= Text =
+ + +

Knot theorem could have implications for DNA as well as tangled flex
A mass experiment begins today to test a possible solution to one of life's recurring problems: the way headphone cords, electrical cables and the like get themselves into a tangled knot the minute your back is turned.
Aston University visiting reader in science Robert Matthews believes his 'Loop Conjecture' can prevent knots in everything from climbing ropes to DNA.
All you need to do, says Matthews, is clip the loose ends of cord together to form a simple loop. His estimates - based on the math of intriguingly-named 'Self Avoiding Walks' - suggest this could cut the risk of knots in headphone flex by up to ten times.
We at TGD pass this information on to our readers on the assumption that if this is news to Dr Matthews, it may be news to you too. However, a quick straw poll of female acquaintances reveals that every one of them clips a necklace back into a loop before putting it away for precisely this reason.
Anyway, schools across the UK are now comparing the risk of getting knots in both open-ended and looped cord, to see if they follow Matthews' formulae. They'll also look at whether cord thickness and rigidity affect the knotting risk.
But the research may do a little more than state the bleeding obvious.
"Despite its apparently trivial nature, the phenomenon of spontaneous knotting is of great significance in other areas, including polymer chemistry and molecular biology," says Matthews.
He points out that there is over a metre of DNA crammed into every one of our cells – and any knots dramatically increase the risk of genetic malfunction.
"DNA uses special enzymes to cut knots out of itself to combat this problem," he says. "But there’s some evidence that DNA may exploit loop-like structures for the same reason."

+ + +

= Extracted entries =
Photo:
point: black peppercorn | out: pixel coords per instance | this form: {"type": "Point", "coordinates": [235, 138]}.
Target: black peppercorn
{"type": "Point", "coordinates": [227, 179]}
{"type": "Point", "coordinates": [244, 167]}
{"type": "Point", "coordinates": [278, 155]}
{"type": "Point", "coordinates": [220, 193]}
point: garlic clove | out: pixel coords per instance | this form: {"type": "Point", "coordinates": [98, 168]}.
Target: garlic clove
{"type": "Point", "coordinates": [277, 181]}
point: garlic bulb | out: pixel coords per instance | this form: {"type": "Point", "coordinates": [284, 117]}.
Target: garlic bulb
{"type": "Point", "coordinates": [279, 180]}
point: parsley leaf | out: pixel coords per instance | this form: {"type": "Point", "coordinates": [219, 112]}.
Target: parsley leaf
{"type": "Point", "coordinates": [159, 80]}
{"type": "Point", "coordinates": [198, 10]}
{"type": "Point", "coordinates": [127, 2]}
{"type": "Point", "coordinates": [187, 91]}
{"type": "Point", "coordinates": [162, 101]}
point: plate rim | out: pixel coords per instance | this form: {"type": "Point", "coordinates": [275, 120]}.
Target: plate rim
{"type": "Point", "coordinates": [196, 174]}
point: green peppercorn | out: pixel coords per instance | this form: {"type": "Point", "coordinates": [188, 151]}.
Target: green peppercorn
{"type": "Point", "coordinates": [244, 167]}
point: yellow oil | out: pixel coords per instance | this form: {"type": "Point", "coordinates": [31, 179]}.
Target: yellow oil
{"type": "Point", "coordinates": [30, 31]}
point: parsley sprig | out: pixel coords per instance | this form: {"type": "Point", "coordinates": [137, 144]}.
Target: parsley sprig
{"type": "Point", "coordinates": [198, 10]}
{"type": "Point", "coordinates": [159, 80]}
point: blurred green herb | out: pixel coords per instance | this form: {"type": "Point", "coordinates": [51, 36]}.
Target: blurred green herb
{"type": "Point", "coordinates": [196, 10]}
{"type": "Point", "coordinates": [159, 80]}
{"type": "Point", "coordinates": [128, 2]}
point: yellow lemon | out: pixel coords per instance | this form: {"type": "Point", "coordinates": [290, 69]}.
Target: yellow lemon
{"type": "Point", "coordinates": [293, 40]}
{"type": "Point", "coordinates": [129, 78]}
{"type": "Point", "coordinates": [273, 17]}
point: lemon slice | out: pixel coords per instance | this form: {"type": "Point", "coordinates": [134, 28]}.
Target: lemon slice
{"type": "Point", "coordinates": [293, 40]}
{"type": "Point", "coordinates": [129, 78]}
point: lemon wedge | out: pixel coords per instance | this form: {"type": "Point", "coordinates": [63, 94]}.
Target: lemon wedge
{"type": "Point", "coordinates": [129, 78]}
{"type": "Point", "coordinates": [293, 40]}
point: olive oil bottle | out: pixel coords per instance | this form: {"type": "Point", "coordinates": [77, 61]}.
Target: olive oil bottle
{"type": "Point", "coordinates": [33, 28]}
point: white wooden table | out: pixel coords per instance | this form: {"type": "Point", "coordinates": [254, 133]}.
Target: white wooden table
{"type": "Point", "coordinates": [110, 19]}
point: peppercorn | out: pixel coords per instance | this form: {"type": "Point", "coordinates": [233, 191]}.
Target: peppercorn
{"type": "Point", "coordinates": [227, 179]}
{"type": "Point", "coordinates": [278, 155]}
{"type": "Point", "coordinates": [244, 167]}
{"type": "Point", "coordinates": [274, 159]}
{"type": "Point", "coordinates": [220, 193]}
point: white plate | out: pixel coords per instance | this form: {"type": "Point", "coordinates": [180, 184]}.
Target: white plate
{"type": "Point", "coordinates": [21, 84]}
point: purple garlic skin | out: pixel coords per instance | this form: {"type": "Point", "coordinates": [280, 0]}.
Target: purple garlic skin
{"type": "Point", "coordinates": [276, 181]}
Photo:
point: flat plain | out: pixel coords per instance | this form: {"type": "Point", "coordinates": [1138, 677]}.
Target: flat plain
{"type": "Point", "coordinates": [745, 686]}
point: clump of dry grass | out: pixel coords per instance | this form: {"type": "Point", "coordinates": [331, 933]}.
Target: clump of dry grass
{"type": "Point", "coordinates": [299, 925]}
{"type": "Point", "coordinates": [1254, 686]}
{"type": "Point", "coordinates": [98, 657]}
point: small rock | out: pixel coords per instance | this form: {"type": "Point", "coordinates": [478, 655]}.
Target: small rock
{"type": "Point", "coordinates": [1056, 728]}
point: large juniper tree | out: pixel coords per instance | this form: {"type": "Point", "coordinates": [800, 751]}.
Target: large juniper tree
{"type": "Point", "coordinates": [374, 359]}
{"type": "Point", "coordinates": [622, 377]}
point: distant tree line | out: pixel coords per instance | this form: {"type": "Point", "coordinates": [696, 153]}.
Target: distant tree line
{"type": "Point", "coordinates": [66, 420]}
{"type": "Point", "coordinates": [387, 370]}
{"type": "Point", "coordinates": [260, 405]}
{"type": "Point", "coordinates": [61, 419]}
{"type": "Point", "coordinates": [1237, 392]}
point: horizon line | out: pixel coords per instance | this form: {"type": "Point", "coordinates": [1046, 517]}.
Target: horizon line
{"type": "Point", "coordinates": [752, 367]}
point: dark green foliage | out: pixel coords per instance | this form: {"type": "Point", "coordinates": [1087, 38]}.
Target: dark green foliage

+ + +

= To do =
Please reproduce, word for word, the part of the knot article that begins with the words "Anyway, schools across" and stops after "the bleeding obvious.".

= The answer =
Anyway, schools across the UK are now comparing the risk of getting knots in both open-ended and looped cord, to see if they follow Matthews' formulae. They'll also look at whether cord thickness and rigidity affect the knotting risk.
But the research may do a little more than state the bleeding obvious.